(Stored data)
+++
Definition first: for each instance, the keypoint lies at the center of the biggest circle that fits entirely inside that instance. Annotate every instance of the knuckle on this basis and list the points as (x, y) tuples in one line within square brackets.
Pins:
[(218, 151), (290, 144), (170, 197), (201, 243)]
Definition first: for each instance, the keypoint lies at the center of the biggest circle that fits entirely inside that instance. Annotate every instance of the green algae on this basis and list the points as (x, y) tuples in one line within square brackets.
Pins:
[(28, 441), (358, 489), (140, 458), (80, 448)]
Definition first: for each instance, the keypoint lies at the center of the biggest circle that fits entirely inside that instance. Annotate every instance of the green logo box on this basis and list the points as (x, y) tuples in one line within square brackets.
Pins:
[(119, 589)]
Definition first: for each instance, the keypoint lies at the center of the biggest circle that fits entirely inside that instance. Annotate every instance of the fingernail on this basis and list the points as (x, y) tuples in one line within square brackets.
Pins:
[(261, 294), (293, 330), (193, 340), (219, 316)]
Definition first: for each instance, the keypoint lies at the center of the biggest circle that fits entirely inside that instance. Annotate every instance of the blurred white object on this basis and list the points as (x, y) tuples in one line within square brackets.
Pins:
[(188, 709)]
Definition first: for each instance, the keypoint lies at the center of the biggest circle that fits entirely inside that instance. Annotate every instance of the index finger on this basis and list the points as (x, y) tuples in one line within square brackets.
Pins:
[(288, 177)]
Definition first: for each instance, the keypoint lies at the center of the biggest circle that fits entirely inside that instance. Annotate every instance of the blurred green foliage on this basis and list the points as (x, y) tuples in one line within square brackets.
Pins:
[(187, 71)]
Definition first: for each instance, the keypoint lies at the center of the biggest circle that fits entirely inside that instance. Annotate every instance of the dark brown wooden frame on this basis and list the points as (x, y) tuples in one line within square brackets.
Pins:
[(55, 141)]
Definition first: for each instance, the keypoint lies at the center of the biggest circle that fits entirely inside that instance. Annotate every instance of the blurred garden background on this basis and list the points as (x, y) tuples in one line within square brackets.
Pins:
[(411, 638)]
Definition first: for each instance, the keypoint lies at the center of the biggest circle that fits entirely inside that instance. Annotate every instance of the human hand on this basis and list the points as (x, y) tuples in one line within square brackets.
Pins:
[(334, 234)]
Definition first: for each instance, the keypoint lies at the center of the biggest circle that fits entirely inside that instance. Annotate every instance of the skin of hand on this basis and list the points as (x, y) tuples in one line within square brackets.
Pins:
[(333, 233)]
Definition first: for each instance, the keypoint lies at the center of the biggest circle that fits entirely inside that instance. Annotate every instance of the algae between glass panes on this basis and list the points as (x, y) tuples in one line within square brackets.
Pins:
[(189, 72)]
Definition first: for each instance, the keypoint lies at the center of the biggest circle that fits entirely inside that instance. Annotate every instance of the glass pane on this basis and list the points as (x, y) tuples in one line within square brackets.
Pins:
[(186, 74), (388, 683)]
+++
- [Problem statement]
Copy all of the material above, line for line, with no changes.

- [Correct output]
Definition first: for each instance, the keypoint lies at the center of the biggest circle that fits entirely inside that instance. Annotate every instance of the knuckle on this basis and list the points as (x, y) tuples in one line within square brackets.
Pins:
[(218, 151), (290, 144), (170, 197), (201, 243)]
Definition first: for each instance, the keypoint lies at the center of the biggest circle that fits entirely inside that instance. Annotate every instance of the green algae on this basis and list the points as (x, y) tuples in one line within square brackets.
Pins:
[(28, 441), (358, 489), (140, 458), (80, 448)]
Definition first: for each instance, the keypoint lies at the center of the biggest circle that fits entirely inside that instance. Annotate every instance of the green logo box on this basis and list the points as (x, y) tuples in one line within square brackets.
Pins:
[(119, 589)]
Definition first: for each instance, the keypoint lies at the center of the biggest circle that fits entirely inside that instance. Annotate every instance of the fingernail on this basis and list the points as (x, y) tuples in one line within square brackets.
Pins:
[(261, 294), (293, 330), (193, 340), (219, 316)]
Definition first: for each instance, the keypoint lies at the center of the biggest circle that fits entirely inside that instance. Annotate every instance of the blurred white object on this basis and list the points as (x, y) tuples in one line within square brackets.
Pins:
[(188, 709)]
Definition first: for each instance, the keypoint lies at the center of the biggest circle that fits entirely inside that instance. Annotate every instance of the index finger on this basis and list the points as (x, y) tuples in one line within square brackets.
Pins:
[(288, 177)]
Definition first: for each instance, the keypoint lies at the center of the biggest circle that fits entirely inside that instance. Annotate every instance of the blurred green foliage on this basis and list the points as (x, y) tuples in one line within square brackets.
Pins:
[(187, 71)]
Definition first: for each instance, the keypoint lies at the center of the biggest circle that fits entirely inside that instance. Annotate every instance of the dark brown wooden frame on this basis and list the points as (x, y) tuples in one line within square brackets.
Pins:
[(55, 141)]
Definition first: for each instance, the keypoint lies at the center of the biggest circle that fits entirely inside that instance. Annotate every instance of the blurred garden background on this basis and list the points as (x, y) tuples in one line within square brackets.
Pins:
[(411, 638)]
Definition first: for each instance, the keypoint lies at the center of the biggest circle that fits entirely inside that instance. Annotate every instance of the human hand on this basis and list the points as (x, y) tuples in one line within square brackets.
Pins:
[(334, 234)]
Definition first: for each instance, the keypoint lies at the center of the biggest circle that fits entirely inside that instance. Annotate every instance of the skin of hand on this basis and list the points as (x, y) tuples in one line within square brackets.
Pins:
[(333, 233)]
Definition first: for each instance, the keypoint lies at the center of the biggest circle that fits entirely inside that instance. Annotate every instance of the algae between glass panes on this basis and list the points as (x, y) tuples in one line within square brackets.
Pins:
[(189, 72)]
Definition first: for each instance, the keypoint lies at the center of the biggest circle that fits entirely inside that instance. Annotate every instance of the glass pane on this basis and list the points as (x, y) tuples in one line within square brackets.
Pins:
[(186, 74), (388, 683)]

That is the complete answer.